------ Dokumentausschnitt ------

„Portugiesen bestätigen Sparpolitik“ titelt die Leipziger Volkszeitung (LVZ) Anfang Oktober 2015. Das klingt klar und deutlich. Tatsächlich allerdings dreht das Leipziger Zentralorgan vorsichtig formuliert an den Tatsachen und betreibt Propaganda.
Offenbar scheint alles nur noch eine Frage der Darstellung. Bei den Parlamentswahlen in Portugal hat das konservative Regierungsbündnis des aktuellen Ministerpräsidenten Passos Coelho etwa 37 % der Stimmen geholt. Es besteht aus zwei Parteien, den rechtsliberalen Sozialdemokraten und der rechtskonservativen Volkspartei.
Im Unterschied zur letzten Wahl verpasste das Büdnis damit die absolute Mehrheit deutlich, und die linken Parteien hätten – jedenfalls theoretisch – eine Mehrheit im Parlament. Die konkrete Regierungsbildung basiert schließlich auf parteitaktischen Überlegungen. Soviel zu den Fakten.

------ Daten ------

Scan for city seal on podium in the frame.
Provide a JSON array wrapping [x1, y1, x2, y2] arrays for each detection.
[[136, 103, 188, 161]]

------

*Schriftliche Aufgabe 1:* Wie viel Prozent der Stimmen holte das Regierungsbündnis von Passos Coelho laut dem Dokumentausschnitt bei den Parlamentswahlen in Portugal?
*Schriftliche Aufgabe 2:* Fasse den Dokumentausschnitt in zwei Sätzen zusammen.
*Schriftliche Aufgabe 3:* Bitte gib aus dem Dokumentausschnitt den Teil wörtlich wieder, der mit den Worten beginnt, die „Im Unterschied zur“ enthalten, und mit „zu den Fakten.“ endet.
Die Zeilen haben mit dem Dokumentausschnitt nichts zu tun.

*Ergebnis der Übung 1:* Etwa 37 % der Stimmen.

*Ergebnis der Übung 2:* Die Leipziger Volkszeitung titelte Anfang Oktober 2015 „Portugiesen bestätigen Sparpolitik“, was der Dokumentausschnitt als Drehen an den Tatsachen und als Propaganda bezeichnet. Das konservative Regierungsbündnis von Ministerpräsident Passos Coelho holte bei den Parlamentswahlen etwa 37 % der Stimmen und verpasste damit deutlich die absolute Mehrheit, während die linken Parteien theoretisch eine Mehrheit im Parlament hätten.

*Ergebnis der Übung 3:*
Im Unterschied zur letzten Wahl verpasste das Büdnis damit die absolute Mehrheit deutlich, und die linken Parteien hätten – jedenfalls theoretisch – eine Mehrheit im Parlament. Die konkrete Regierungsbildung basiert schließlich auf parteitaktischen Überlegungen. Soviel zu den Fakten.